• **TASK GOAL**
Reprint all of the data below exactly as shown and skip every image.

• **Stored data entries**
↓↓↓

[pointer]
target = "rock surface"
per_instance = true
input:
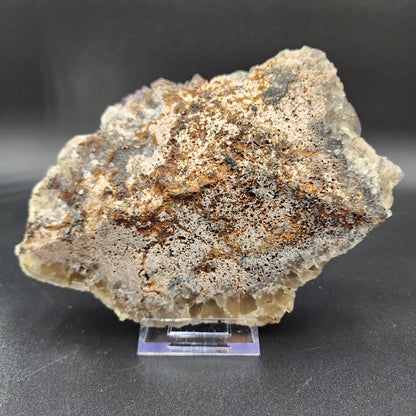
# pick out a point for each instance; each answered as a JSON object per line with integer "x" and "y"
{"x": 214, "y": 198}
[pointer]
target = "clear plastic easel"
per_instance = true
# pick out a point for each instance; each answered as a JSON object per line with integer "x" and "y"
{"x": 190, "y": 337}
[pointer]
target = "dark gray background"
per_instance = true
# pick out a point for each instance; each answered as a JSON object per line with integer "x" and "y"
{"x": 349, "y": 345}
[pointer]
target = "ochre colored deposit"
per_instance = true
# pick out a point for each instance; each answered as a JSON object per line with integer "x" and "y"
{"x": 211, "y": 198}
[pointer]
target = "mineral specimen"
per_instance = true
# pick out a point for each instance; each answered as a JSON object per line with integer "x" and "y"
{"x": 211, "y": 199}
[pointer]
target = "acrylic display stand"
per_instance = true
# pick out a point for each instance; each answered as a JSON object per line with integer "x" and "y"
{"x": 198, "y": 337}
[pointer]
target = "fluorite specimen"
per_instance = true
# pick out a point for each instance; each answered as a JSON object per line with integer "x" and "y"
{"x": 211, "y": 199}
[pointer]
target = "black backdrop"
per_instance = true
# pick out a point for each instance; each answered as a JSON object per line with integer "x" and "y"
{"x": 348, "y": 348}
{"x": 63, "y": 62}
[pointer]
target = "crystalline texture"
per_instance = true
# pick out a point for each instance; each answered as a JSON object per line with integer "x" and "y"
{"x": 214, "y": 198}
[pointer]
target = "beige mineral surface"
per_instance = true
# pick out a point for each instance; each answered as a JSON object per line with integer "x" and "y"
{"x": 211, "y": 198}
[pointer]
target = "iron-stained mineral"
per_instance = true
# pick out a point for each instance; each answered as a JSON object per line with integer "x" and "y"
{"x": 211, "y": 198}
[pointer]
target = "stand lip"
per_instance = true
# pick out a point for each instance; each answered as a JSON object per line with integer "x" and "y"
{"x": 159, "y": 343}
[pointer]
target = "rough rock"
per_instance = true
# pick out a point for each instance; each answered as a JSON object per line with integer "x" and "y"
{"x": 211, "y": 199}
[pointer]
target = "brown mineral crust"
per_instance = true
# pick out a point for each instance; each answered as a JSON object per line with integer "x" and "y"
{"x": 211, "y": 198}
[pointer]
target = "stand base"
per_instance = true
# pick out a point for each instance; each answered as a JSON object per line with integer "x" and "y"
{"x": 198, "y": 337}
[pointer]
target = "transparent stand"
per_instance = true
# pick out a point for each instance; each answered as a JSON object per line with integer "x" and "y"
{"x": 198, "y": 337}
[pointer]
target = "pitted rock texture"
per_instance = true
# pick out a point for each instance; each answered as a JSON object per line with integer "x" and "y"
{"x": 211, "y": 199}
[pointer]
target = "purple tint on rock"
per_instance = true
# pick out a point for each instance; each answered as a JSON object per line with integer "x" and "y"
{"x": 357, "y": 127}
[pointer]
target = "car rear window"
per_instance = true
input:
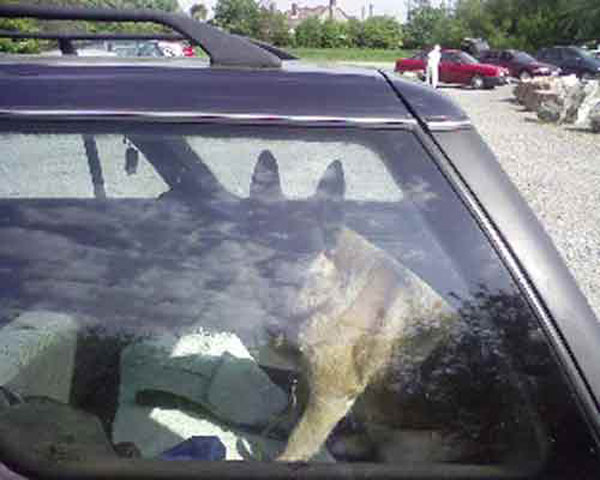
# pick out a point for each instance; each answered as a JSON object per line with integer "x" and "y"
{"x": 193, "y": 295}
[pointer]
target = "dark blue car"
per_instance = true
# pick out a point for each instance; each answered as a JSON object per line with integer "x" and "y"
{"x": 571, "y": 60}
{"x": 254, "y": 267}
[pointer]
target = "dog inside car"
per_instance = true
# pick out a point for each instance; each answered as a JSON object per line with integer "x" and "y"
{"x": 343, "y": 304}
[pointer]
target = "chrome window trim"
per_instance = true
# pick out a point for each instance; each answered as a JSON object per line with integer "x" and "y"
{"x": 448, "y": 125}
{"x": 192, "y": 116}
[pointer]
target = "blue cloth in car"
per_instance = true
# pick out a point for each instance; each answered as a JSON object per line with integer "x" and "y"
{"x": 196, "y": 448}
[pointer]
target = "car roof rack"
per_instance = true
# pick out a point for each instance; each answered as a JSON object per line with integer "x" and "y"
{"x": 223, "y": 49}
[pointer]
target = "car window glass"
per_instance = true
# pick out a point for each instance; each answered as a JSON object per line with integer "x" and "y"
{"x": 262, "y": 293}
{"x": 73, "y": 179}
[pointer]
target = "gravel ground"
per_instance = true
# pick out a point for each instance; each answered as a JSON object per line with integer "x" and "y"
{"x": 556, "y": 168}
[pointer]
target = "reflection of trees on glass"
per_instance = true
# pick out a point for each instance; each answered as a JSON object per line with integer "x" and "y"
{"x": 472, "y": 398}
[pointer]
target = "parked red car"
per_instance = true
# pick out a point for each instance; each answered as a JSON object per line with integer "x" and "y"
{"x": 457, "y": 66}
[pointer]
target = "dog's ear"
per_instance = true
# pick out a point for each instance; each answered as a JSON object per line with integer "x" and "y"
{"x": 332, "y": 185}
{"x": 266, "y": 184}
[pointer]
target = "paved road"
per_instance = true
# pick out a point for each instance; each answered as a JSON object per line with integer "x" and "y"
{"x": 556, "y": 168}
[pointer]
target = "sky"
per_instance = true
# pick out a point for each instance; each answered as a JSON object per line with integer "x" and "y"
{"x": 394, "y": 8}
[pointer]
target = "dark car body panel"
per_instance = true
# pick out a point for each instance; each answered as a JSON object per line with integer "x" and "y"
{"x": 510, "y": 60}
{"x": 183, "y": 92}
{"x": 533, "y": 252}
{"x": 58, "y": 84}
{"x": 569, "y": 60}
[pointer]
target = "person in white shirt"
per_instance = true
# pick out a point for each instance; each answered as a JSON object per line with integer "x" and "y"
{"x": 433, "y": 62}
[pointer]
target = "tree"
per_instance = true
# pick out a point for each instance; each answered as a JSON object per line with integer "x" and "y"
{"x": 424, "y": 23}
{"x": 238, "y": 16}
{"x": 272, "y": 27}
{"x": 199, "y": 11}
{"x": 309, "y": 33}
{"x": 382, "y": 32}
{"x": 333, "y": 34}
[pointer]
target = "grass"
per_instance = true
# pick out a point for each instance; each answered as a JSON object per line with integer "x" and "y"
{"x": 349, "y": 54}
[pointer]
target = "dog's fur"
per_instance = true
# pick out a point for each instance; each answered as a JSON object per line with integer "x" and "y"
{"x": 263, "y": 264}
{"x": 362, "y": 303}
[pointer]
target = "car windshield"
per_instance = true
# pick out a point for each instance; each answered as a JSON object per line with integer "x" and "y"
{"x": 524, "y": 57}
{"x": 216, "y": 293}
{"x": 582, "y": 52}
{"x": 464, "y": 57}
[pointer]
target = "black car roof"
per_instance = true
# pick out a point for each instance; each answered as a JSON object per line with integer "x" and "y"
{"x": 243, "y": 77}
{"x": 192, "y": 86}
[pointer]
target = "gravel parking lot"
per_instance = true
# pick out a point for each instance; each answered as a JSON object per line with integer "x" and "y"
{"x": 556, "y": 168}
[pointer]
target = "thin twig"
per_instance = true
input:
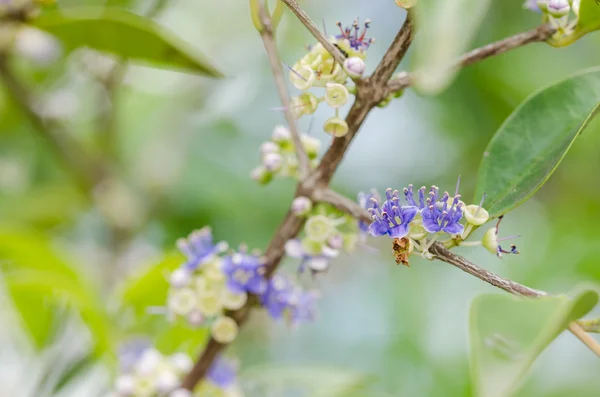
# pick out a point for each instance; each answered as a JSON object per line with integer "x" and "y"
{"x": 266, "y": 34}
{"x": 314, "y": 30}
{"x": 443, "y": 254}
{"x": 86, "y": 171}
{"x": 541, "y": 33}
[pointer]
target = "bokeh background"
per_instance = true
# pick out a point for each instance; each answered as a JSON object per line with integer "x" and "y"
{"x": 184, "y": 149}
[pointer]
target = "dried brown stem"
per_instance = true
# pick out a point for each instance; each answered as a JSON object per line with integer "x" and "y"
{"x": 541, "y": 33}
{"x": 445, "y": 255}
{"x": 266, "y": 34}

↑↑↑

• **THE ANSWER**
[pointer]
target = "rock surface"
per_instance = true
input:
# pick out a point for each instance; each answered as a JSON object per line with integer "x" and "y"
{"x": 214, "y": 198}
[pointer]
target = "clear plastic easel"
per_instance = true
# pick out a point for each instance; each answered as a JSON object per line with integer "x" and "y"
{"x": 190, "y": 337}
[pointer]
target = "dark gray background"
per_instance = true
# pick out a point for each instance; each answered as a JSON object per line with integer "x" and "y"
{"x": 349, "y": 345}
[pointer]
target = "ochre colored deposit"
per_instance = true
# pick out a point for each instance; each answered as a JSON object per line with integer "x" and "y"
{"x": 211, "y": 198}
[pointer]
target = "mineral specimen"
per_instance = true
# pick out a point for each instance; each answered as a JSON object per line with integer "x" and "y"
{"x": 211, "y": 199}
[pointer]
target = "acrylic display stand"
per_instance = true
# pick out a point for each instance; each answered as a JSON object per line with integer "x" and "y"
{"x": 198, "y": 337}
[pointer]
target = "fluorite specimen"
per_instance = true
# pick out a point for each instance; each answered as a JSON object per line with integer "x" and "y"
{"x": 211, "y": 199}
[pointer]
target = "black backdrop"
per_instance = true
# pick out a point for each instance; each answered as a JSON object per line with integer "x" and "y"
{"x": 348, "y": 348}
{"x": 63, "y": 62}
[pointer]
target = "crystalline texture"
per_instance = true
# pick out a point for each instance; each answered as a JSON object per line with integer "x" and "y"
{"x": 214, "y": 198}
[pointer]
target = "beige mineral surface"
per_instance = true
# pick out a point for each instance; each answered as a JSON object per line with integer "x" and "y"
{"x": 211, "y": 198}
[pointer]
target = "iron-stained mineral"
per_instance = true
# pick out a point for each instance; each answered as a JSON object per line with integer "x" and "y"
{"x": 211, "y": 198}
[pointer]
target = "stand lip"
per_instance = true
# pick out a point for each instance; each answered as a JSON object per line with integer "x" and "y"
{"x": 159, "y": 343}
[pointer]
target = "rough rock"
per_instance = true
# pick out a point for each instance; each answered as a JSON object per line with integer "x" and "y"
{"x": 211, "y": 199}
[pointer]
target = "brown mineral crust"
per_instance = true
# pick out a point for each instance; each answered as a JSON object per line with integer "x" and "y"
{"x": 211, "y": 198}
[pointer]
target = "stand base"
per_instance = true
# pick out a point for each instance; each answered as a JSON object per line with integer "x" and "y"
{"x": 198, "y": 337}
[pointer]
target = "transparent stand"
per_instance = true
# pick out a point for each instance; each answered as a JSON object per line with integer "x" and "y"
{"x": 198, "y": 337}
[pointer]
target = "pitted rock texture"
per_instance = true
# pick out a point for each instance; each answered as a JSON object per line with integer "x" and "y"
{"x": 211, "y": 199}
[pointer]
target = "purple tint on rock"
per_instance = true
# pick out a point for each instance; each answered as a JSON object per line with integer "x" and "y"
{"x": 357, "y": 127}
[pointer]
target = "car rear window"
per_instance = true
input:
# pick out a point for each instance; each answered as a JSON object per line with integer "x" and "y"
{"x": 193, "y": 295}
[pointer]
target = "dark blue car"
per_instance = true
# pick out a point for each instance; each answered as a JSON object per line with integer "x" and "y"
{"x": 571, "y": 60}
{"x": 254, "y": 267}
[pointer]
target = "dog inside car"
per_instance = true
# pick out a point for each instance; each answered as a JSON object per line with integer "x" and "y"
{"x": 343, "y": 304}
[pointer]
target = "chrome window trim"
per_instance = true
# pick out a point for each instance; each answered as a JSON object per line with integer "x" and "y"
{"x": 448, "y": 125}
{"x": 192, "y": 116}
[pointer]
target = "blue cloth in car"
per_instance = true
# pick out a point for each instance; each answered as a JSON object per line with integer "x" and "y"
{"x": 196, "y": 448}
[pointer]
target = "car roof rack"
per_instance = true
# pick out a point for each instance; each answered as a JSON object per line with integer "x" and "y"
{"x": 223, "y": 49}
[pointer]
target = "car window glass"
per_instance = true
# pick out a point for each instance; each answered as a JSON object per line with integer "x" and "y"
{"x": 262, "y": 293}
{"x": 73, "y": 179}
[pointer]
target = "gravel ground"
per_instance = true
# pick out a point for each instance; each answered as a JSON object per line with integer "x" and "y"
{"x": 556, "y": 168}
[pointer]
target = "reflection of trees on glass"
per_instance = true
# pick out a point for each instance; each answered as a JSON object per line with integer "x" and "y"
{"x": 472, "y": 398}
[pointer]
target = "parked red car"
per_instance = true
# pick out a point for each instance; each answered as a JSON object per line with integer "x" and "y"
{"x": 457, "y": 66}
[pointer]
target = "dog's ear"
per_instance = true
# pick out a point for each instance; each answered as a JSON object per line with integer "x" and "y"
{"x": 332, "y": 185}
{"x": 266, "y": 184}
[pointer]
target = "paved road"
per_instance = true
# pick out a point for each instance; each answered as a JSON object per line with integer "x" and "y"
{"x": 556, "y": 168}
[pointer]
target = "sky"
per_instance = true
# pick out a point for each instance; each answered as a JSON object per line with integer "x" and "y"
{"x": 394, "y": 8}
[pointer]
target = "dark car body panel"
per_instance = true
# pick out a point for each instance; each answered as a JSON object per line with integer "x" and "y"
{"x": 510, "y": 60}
{"x": 183, "y": 92}
{"x": 533, "y": 252}
{"x": 58, "y": 84}
{"x": 569, "y": 60}
[pointer]
target = "person in white shirt"
per_instance = true
# pick out a point for each instance; each answered as a JSON object per line with integer "x" and "y"
{"x": 433, "y": 62}
[pointer]
target = "tree"
per_instance = true
# pick out a point for each instance; each answered as a JSON object per line with integer "x" and "y"
{"x": 424, "y": 23}
{"x": 238, "y": 16}
{"x": 272, "y": 27}
{"x": 199, "y": 11}
{"x": 309, "y": 33}
{"x": 382, "y": 32}
{"x": 333, "y": 34}
[pointer]
target = "grass"
per_instance = true
# pick out a point for each instance; each answered as a JSON object per line with integer "x" and "y"
{"x": 349, "y": 54}
[pointer]
target = "dog's fur"
per_instance = true
# pick out a point for each instance; each answered as a JSON object per line with integer "x" and "y"
{"x": 263, "y": 264}
{"x": 362, "y": 303}
[pointer]
target = "car windshield"
per_instance = true
# pick out a point for each instance; each answered as a JSON object per line with integer "x" and "y"
{"x": 524, "y": 57}
{"x": 216, "y": 293}
{"x": 582, "y": 52}
{"x": 464, "y": 57}
[pointer]
target = "black car roof"
per_instance = true
# pick out a point for each instance; each answered as a JSON object per line with integer "x" and "y"
{"x": 243, "y": 77}
{"x": 192, "y": 86}
[pointer]
target = "gravel parking lot"
per_instance = true
# pick out a point for each instance; each answered as a JSON object per line with integer "x" and "y"
{"x": 556, "y": 168}
[pointer]
target = "thin twig"
per_instance = true
input:
# pick out a point for each instance; each answered as a JSON object per line with integer "x" and "y"
{"x": 266, "y": 34}
{"x": 314, "y": 30}
{"x": 443, "y": 254}
{"x": 86, "y": 171}
{"x": 541, "y": 33}
[pointer]
target = "bokeh background"
per_instance = true
# pick out a point for each instance; each answered as a JSON object per line with integer "x" and "y"
{"x": 184, "y": 149}
[pointer]
target = "dried brown stem"
per_instance = true
# pick out a point for each instance; each answered as a JSON object per line with integer "x" and "y"
{"x": 541, "y": 33}
{"x": 445, "y": 255}
{"x": 266, "y": 34}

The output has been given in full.